(Brief): All records must be restated word for word.

(Extracted data entries)

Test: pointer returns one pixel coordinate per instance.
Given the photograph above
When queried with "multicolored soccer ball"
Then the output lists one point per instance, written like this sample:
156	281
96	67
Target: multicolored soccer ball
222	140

(Answer for the task):
Test: pointer returns one pixel coordinate per instance.
Given the photograph above
When queried with "multicolored soccer ball"
Then the output lists one point per instance, written like this sample:
156	281
96	67
Target: multicolored soccer ball
222	140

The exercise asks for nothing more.